◆ TASK DESCRIPTION
List every line of the records below that contains the string "sunset", treating uppercase and lowercase letters as distinct.

◆ GIVEN DATA
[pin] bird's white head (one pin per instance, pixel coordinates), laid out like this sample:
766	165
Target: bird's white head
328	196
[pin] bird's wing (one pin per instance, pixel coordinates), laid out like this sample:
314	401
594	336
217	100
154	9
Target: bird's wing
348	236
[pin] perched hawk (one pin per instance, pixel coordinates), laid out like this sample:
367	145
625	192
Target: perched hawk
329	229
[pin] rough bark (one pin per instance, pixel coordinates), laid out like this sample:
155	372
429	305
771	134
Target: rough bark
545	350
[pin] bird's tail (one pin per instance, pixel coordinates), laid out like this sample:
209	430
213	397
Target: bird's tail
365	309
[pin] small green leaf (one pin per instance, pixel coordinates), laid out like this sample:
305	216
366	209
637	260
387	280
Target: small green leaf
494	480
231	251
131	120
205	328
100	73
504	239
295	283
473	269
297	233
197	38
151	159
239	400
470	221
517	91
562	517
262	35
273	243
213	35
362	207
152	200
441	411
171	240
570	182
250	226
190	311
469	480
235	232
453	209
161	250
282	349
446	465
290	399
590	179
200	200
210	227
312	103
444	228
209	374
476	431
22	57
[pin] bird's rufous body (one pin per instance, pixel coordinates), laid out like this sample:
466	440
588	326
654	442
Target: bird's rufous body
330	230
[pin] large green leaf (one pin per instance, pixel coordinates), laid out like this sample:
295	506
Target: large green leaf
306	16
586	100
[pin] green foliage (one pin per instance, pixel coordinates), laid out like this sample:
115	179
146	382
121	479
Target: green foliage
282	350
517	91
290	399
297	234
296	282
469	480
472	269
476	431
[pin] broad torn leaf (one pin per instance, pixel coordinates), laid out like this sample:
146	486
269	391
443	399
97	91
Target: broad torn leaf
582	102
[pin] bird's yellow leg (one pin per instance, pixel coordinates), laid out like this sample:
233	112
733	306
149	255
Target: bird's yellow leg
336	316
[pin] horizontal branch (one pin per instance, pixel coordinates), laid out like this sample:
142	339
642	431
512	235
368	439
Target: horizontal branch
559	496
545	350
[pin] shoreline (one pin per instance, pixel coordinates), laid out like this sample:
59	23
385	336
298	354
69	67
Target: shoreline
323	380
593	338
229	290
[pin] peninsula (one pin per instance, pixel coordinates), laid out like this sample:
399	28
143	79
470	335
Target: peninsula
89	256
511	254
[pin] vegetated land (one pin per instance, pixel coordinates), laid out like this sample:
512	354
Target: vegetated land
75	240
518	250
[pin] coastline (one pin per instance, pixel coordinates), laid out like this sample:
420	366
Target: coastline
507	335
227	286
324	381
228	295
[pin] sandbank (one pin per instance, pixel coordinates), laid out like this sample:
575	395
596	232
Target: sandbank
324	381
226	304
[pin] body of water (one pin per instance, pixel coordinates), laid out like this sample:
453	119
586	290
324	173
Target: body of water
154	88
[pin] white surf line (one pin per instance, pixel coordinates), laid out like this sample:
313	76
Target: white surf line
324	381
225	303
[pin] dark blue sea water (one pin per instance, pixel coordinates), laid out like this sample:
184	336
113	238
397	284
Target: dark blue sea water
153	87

==

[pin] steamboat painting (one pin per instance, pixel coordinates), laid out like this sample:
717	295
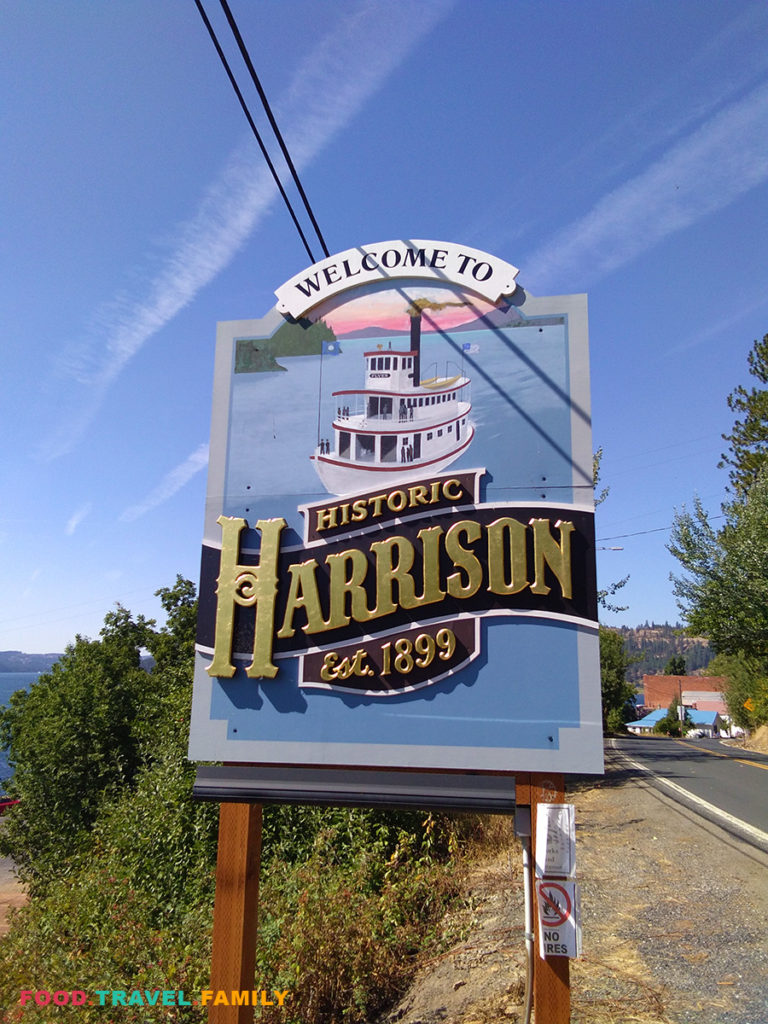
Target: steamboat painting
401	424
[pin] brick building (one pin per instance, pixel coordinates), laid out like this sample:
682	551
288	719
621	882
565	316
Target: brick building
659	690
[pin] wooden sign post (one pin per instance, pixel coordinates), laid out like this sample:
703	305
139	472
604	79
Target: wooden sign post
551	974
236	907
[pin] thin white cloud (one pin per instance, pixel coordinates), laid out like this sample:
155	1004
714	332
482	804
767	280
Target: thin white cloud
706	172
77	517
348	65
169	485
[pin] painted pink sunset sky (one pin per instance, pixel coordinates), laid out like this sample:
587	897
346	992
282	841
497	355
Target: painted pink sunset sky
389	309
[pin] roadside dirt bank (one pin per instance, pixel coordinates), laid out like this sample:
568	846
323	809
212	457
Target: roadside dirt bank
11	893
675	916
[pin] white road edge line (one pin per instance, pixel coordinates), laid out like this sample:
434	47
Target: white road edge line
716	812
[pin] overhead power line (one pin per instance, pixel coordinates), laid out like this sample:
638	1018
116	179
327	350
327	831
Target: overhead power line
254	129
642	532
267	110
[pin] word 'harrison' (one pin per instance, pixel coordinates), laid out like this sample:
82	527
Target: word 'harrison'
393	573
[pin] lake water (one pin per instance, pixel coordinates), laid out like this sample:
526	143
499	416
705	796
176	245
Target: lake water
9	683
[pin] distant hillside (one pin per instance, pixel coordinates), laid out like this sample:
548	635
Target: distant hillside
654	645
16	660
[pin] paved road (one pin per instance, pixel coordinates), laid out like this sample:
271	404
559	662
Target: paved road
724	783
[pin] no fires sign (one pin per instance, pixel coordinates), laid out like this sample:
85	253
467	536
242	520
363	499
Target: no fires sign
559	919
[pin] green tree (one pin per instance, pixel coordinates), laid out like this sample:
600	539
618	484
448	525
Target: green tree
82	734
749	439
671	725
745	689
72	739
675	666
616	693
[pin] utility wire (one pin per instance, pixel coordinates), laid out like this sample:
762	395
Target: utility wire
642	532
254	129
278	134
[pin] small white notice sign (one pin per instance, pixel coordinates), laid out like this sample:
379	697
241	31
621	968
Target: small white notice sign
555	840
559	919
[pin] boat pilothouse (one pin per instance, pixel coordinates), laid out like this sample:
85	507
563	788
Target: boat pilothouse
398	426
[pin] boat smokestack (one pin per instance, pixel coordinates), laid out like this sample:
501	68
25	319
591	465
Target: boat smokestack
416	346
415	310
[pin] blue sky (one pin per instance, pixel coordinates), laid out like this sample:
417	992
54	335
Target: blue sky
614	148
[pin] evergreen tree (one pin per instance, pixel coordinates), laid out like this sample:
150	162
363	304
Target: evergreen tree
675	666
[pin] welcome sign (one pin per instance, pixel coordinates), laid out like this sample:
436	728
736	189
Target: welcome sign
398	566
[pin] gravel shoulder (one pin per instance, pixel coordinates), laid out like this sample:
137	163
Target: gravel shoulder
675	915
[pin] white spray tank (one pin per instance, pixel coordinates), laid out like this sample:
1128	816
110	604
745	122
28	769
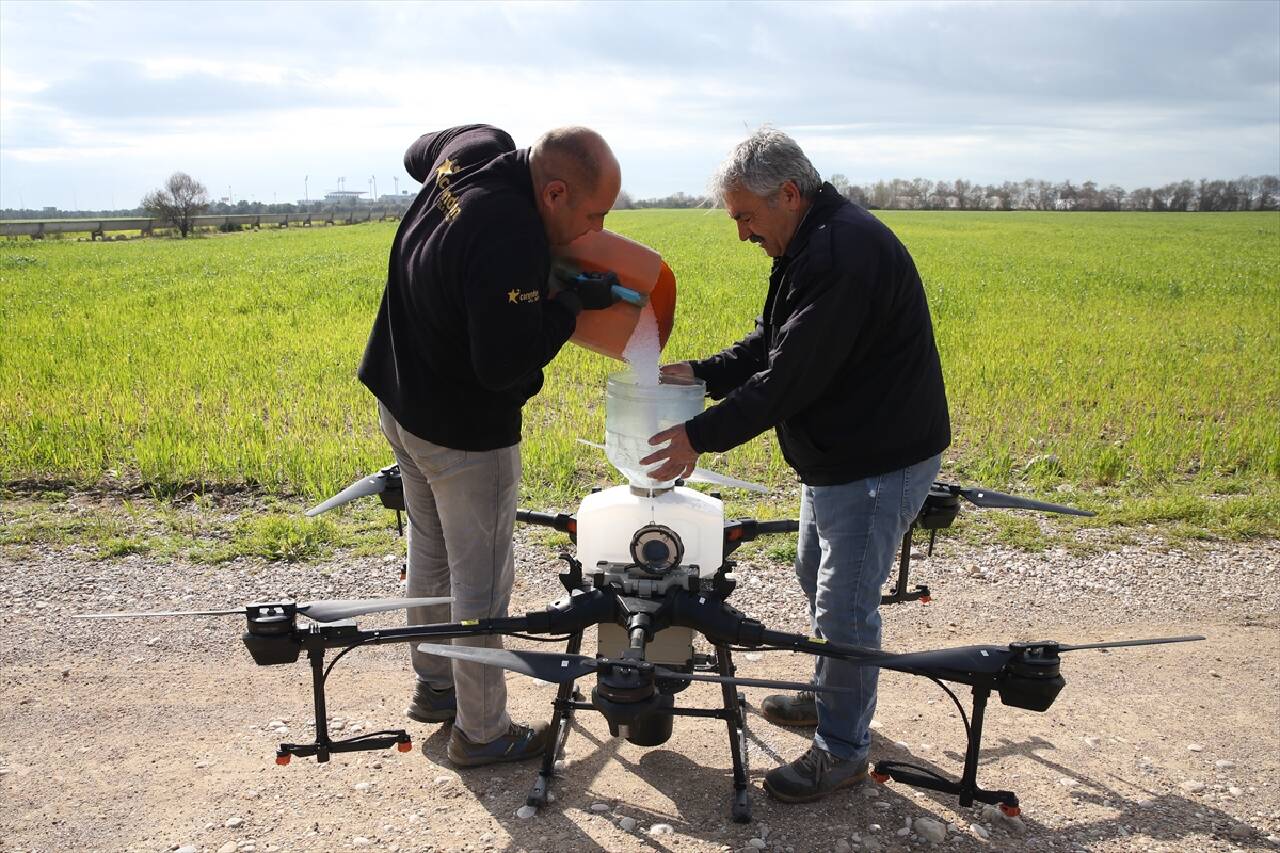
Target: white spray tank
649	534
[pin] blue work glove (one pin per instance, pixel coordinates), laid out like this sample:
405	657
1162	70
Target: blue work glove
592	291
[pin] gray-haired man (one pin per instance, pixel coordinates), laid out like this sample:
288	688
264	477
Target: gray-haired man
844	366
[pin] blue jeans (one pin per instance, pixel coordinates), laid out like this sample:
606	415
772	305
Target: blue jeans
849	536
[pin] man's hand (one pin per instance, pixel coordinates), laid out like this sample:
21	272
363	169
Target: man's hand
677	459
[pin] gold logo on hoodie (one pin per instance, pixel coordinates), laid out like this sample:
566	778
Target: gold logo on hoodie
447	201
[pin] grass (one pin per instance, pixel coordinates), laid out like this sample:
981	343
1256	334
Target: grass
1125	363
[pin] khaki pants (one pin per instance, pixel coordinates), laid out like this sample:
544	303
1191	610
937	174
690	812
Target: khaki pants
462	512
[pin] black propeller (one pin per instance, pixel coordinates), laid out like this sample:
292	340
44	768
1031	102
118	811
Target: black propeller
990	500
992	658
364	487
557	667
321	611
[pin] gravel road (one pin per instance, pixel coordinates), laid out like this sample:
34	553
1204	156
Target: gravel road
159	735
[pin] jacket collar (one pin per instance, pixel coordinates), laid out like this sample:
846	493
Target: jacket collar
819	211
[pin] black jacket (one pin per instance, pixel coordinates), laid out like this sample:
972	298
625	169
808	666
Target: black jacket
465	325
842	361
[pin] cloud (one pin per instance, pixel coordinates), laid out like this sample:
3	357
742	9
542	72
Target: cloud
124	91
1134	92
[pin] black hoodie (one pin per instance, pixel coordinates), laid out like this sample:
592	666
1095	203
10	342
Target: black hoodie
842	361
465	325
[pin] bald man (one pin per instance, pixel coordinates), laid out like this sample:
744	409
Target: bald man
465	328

◆ WRITTEN ANSWER
[pin] painted pink sunset sky (one pin per instance, pixel coordinates), laid out like this sample:
Target: painted pink sunset sky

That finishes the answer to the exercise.